Print the listing again exactly, leaving nothing out.
___
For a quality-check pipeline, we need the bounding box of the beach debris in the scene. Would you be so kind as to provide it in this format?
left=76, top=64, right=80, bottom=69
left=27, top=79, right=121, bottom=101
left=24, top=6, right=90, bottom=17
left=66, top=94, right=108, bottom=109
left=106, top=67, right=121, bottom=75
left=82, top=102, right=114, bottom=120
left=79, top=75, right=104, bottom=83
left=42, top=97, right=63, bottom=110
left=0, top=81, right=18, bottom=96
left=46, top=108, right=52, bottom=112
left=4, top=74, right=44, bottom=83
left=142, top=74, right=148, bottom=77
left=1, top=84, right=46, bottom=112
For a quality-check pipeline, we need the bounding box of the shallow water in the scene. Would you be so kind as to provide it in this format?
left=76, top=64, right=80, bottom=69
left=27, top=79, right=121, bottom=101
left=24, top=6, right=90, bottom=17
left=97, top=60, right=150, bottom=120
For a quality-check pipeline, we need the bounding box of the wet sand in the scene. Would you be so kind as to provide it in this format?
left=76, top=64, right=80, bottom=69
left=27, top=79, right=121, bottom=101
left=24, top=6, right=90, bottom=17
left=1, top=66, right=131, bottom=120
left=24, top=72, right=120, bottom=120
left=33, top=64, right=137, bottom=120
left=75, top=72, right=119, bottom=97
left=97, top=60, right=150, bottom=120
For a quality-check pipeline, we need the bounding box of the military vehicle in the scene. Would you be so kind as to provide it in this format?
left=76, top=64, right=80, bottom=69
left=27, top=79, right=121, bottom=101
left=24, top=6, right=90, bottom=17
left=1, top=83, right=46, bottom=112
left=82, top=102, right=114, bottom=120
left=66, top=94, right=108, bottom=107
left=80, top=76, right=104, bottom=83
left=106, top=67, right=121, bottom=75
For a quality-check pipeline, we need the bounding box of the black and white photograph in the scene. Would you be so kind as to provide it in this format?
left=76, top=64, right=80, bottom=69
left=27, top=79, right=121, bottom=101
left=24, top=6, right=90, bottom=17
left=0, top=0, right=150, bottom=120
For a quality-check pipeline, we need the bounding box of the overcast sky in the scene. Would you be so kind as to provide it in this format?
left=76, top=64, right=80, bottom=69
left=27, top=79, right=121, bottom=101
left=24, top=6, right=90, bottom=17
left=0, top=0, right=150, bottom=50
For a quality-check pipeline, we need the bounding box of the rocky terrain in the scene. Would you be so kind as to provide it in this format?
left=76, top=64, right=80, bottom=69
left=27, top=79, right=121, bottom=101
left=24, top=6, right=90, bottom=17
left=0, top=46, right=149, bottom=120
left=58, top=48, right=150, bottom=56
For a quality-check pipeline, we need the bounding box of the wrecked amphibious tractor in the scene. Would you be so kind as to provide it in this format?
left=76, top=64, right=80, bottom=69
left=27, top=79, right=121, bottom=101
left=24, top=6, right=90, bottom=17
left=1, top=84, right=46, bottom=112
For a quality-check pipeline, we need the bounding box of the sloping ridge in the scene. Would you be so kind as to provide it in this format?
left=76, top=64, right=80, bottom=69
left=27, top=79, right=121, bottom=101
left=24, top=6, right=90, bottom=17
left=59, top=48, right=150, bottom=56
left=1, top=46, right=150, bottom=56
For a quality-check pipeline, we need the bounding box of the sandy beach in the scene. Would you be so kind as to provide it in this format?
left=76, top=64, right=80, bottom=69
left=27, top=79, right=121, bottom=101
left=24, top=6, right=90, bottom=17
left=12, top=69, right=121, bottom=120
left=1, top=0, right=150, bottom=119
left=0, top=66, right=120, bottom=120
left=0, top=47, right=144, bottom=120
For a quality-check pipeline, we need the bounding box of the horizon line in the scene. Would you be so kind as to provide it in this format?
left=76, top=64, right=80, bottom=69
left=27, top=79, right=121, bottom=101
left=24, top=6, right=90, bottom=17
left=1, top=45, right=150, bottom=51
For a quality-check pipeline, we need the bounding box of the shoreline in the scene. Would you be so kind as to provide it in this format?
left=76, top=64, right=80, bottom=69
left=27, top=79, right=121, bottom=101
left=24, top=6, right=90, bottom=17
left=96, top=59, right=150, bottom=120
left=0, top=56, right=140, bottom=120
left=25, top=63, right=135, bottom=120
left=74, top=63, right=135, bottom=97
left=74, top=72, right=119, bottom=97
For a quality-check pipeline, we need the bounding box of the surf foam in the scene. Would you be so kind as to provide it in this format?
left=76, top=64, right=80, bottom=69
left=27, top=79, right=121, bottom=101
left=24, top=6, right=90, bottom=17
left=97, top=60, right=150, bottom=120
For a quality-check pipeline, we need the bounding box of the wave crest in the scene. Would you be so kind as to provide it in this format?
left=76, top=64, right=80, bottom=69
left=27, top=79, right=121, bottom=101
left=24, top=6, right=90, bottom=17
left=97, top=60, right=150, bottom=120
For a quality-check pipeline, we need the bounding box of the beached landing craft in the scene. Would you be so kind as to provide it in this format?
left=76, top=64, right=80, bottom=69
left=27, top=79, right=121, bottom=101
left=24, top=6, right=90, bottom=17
___
Solution to the problem:
For a quality-check pipeline, we need the bounding box of the beach debris in the scene. Would you be so kind as to provide it in this format?
left=76, top=64, right=80, bottom=69
left=27, top=79, right=121, bottom=101
left=24, top=6, right=90, bottom=17
left=66, top=94, right=108, bottom=109
left=106, top=67, right=121, bottom=75
left=82, top=102, right=114, bottom=120
left=79, top=75, right=104, bottom=83
left=42, top=97, right=63, bottom=110
left=0, top=81, right=18, bottom=96
left=46, top=108, right=52, bottom=112
left=4, top=74, right=44, bottom=83
left=142, top=74, right=148, bottom=77
left=1, top=84, right=46, bottom=112
For a quality-check pipeline, we need the bounding box of the shallow water in the scene. Would you be so kind as to provide it in this format?
left=76, top=64, right=80, bottom=69
left=27, top=79, right=121, bottom=101
left=24, top=6, right=90, bottom=17
left=97, top=60, right=150, bottom=120
For a quality-check pipeline, we need the bounding box of the wet sand in the scene. Would you be so kind as to provide it in this format?
left=76, top=64, right=80, bottom=69
left=27, top=79, right=121, bottom=101
left=24, top=6, right=90, bottom=17
left=1, top=66, right=131, bottom=120
left=24, top=72, right=120, bottom=120
left=33, top=64, right=137, bottom=120
left=75, top=72, right=119, bottom=97
left=97, top=60, right=150, bottom=120
For a quality-check pipeline, we need the bounding box of the military vehicle in the scene. Would you be so kind as to provide it in this format?
left=76, top=64, right=80, bottom=69
left=27, top=79, right=121, bottom=101
left=24, top=6, right=90, bottom=17
left=1, top=83, right=46, bottom=112
left=82, top=102, right=114, bottom=120
left=66, top=94, right=108, bottom=107
left=80, top=76, right=104, bottom=83
left=106, top=67, right=121, bottom=75
For a quality-check pipeline, we need the bounding box of the black and white photograph in the scene. Would you be so kind as to provide it in this format?
left=76, top=64, right=80, bottom=69
left=27, top=79, right=121, bottom=101
left=24, top=6, right=90, bottom=17
left=0, top=0, right=150, bottom=120
For a quality-check pipeline, we need the bounding box of the overcast sky in the scene. Would you be so kind as to provide it in this format?
left=76, top=64, right=80, bottom=69
left=27, top=79, right=121, bottom=101
left=24, top=6, right=90, bottom=17
left=0, top=0, right=150, bottom=50
For a quality-check pipeline, we need the bounding box of the rocky terrain in the scene. Would you be so kind as to provide it in this format?
left=76, top=64, right=80, bottom=69
left=27, top=79, right=121, bottom=101
left=24, top=6, right=90, bottom=17
left=0, top=46, right=149, bottom=120
left=58, top=48, right=150, bottom=56
For a quality-check pipeline, we need the bounding box of the wrecked amphibious tractor in the scene. Would you be so kind as to provide it in this format?
left=76, top=64, right=80, bottom=69
left=27, top=79, right=121, bottom=101
left=24, top=6, right=90, bottom=17
left=1, top=84, right=46, bottom=112
For a quality-check pipeline, we need the bounding box of the sloping ridge in the scene. Would you be so kind as to provide it in this format?
left=76, top=64, right=80, bottom=69
left=27, top=79, right=121, bottom=101
left=24, top=6, right=90, bottom=17
left=59, top=48, right=150, bottom=56
left=1, top=46, right=150, bottom=56
For a quality-check pipeline, we need the bounding box of the sandy beach in the scene. Would you be so kind as to provide it in this format?
left=76, top=64, right=80, bottom=69
left=27, top=79, right=121, bottom=101
left=24, top=6, right=90, bottom=17
left=12, top=69, right=121, bottom=120
left=1, top=0, right=150, bottom=119
left=0, top=66, right=120, bottom=120
left=0, top=47, right=144, bottom=120
For a quality-check pipeline, we need the bounding box of the horizon line in the scene. Would you be so kind as to provide it in this format?
left=76, top=64, right=80, bottom=69
left=27, top=79, right=121, bottom=101
left=24, top=6, right=90, bottom=17
left=1, top=45, right=150, bottom=51
For a quality-check pipeline, we need the bounding box of the shoreline in the scene. Would you be so kind as to provide it in this format?
left=76, top=64, right=80, bottom=69
left=27, top=79, right=121, bottom=101
left=24, top=6, right=90, bottom=17
left=96, top=59, right=150, bottom=120
left=0, top=56, right=140, bottom=120
left=25, top=63, right=135, bottom=120
left=74, top=63, right=135, bottom=97
left=74, top=72, right=119, bottom=97
For a quality-check pipeline, we need the bounding box of the surf foam in the scene. Would you be so kind as to provide it in this format?
left=76, top=64, right=80, bottom=69
left=27, top=79, right=121, bottom=101
left=24, top=6, right=90, bottom=17
left=97, top=60, right=150, bottom=120
For a quality-check pipeline, we need the bounding box of the wave crest in the scene. Would you be so kind as to provide it in this format?
left=76, top=64, right=80, bottom=69
left=27, top=79, right=121, bottom=101
left=24, top=6, right=90, bottom=17
left=97, top=60, right=150, bottom=120
For a quality-check pipeline, we need the bounding box of the beached landing craft in the scene. Would you be so kind as to provide it in this format?
left=76, top=64, right=80, bottom=69
left=27, top=79, right=121, bottom=101
left=24, top=6, right=90, bottom=17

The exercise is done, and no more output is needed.